**TASK PROMPT:** Once the line holding "point: dry grass" is written out, stop; begin at the first line of the material below and retype exactly, dropping pictures.

**PROVIDED DATA:**
■ ■ ■

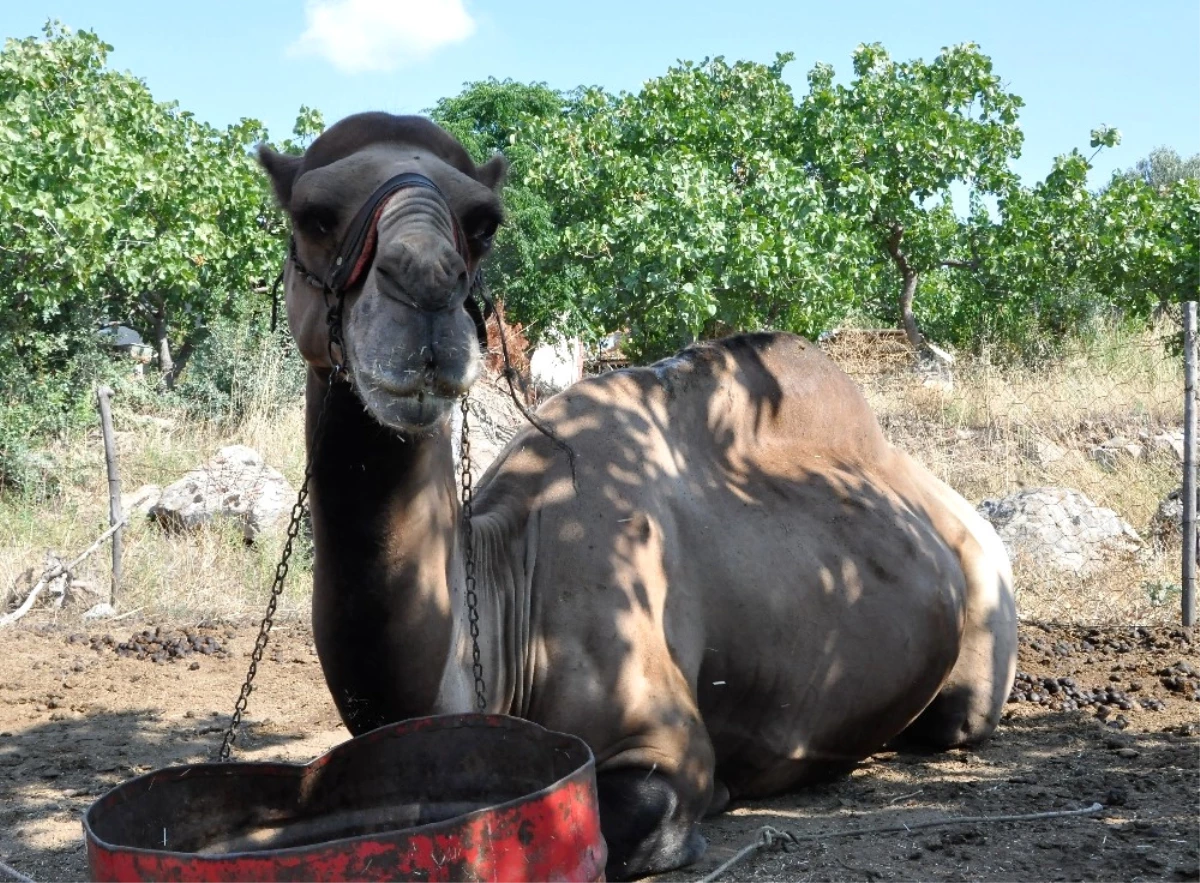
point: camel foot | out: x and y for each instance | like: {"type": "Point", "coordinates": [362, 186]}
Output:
{"type": "Point", "coordinates": [643, 824]}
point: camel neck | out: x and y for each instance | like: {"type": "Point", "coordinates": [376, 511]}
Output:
{"type": "Point", "coordinates": [384, 516]}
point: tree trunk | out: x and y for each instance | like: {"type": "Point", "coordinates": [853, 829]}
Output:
{"type": "Point", "coordinates": [907, 293]}
{"type": "Point", "coordinates": [909, 290]}
{"type": "Point", "coordinates": [181, 356]}
{"type": "Point", "coordinates": [162, 347]}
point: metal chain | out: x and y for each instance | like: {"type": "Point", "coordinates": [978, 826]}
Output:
{"type": "Point", "coordinates": [469, 562]}
{"type": "Point", "coordinates": [281, 575]}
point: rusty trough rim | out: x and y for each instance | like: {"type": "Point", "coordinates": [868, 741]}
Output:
{"type": "Point", "coordinates": [114, 797]}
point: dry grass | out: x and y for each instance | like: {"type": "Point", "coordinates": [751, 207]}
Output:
{"type": "Point", "coordinates": [988, 436]}
{"type": "Point", "coordinates": [209, 574]}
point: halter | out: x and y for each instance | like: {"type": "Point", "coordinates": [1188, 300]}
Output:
{"type": "Point", "coordinates": [357, 251]}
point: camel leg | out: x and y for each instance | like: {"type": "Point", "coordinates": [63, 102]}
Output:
{"type": "Point", "coordinates": [967, 708]}
{"type": "Point", "coordinates": [646, 824]}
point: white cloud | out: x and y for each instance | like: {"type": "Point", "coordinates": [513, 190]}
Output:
{"type": "Point", "coordinates": [381, 35]}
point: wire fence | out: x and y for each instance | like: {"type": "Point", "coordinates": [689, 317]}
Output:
{"type": "Point", "coordinates": [1079, 463]}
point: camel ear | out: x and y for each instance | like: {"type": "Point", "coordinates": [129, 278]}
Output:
{"type": "Point", "coordinates": [282, 169]}
{"type": "Point", "coordinates": [493, 172]}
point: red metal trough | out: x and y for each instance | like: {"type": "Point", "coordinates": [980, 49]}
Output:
{"type": "Point", "coordinates": [450, 799]}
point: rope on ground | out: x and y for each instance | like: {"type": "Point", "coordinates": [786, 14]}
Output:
{"type": "Point", "coordinates": [774, 839]}
{"type": "Point", "coordinates": [12, 875]}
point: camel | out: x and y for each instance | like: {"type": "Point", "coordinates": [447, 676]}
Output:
{"type": "Point", "coordinates": [733, 587]}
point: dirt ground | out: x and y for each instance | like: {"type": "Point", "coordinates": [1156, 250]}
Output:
{"type": "Point", "coordinates": [1117, 724]}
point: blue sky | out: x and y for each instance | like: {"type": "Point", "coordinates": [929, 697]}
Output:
{"type": "Point", "coordinates": [1077, 64]}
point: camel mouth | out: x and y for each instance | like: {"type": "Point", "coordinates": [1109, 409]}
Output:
{"type": "Point", "coordinates": [407, 409]}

■ ■ ■

**ANSWER FOR THE TASK:**
point: camel foot | out: x and y for each instance | like: {"type": "Point", "coordinates": [362, 186]}
Output:
{"type": "Point", "coordinates": [643, 824]}
point: camel neck | out: x and y for each instance | like: {"type": "Point", "coordinates": [376, 511]}
Output:
{"type": "Point", "coordinates": [384, 516]}
point: tree trunk | out: x and y for each instance | like: {"type": "Point", "coordinates": [853, 829]}
Output:
{"type": "Point", "coordinates": [907, 293]}
{"type": "Point", "coordinates": [909, 290]}
{"type": "Point", "coordinates": [181, 356]}
{"type": "Point", "coordinates": [162, 347]}
point: metal chain | out: x and y for each instance | like: {"type": "Point", "coordinates": [978, 826]}
Output:
{"type": "Point", "coordinates": [469, 562]}
{"type": "Point", "coordinates": [281, 575]}
point: rusty trough rim | out: x and y for each instance | like: {"type": "Point", "coordinates": [868, 741]}
Output:
{"type": "Point", "coordinates": [114, 797]}
point: dry grass | out: x and y for each instance | like: {"type": "Point", "coordinates": [751, 207]}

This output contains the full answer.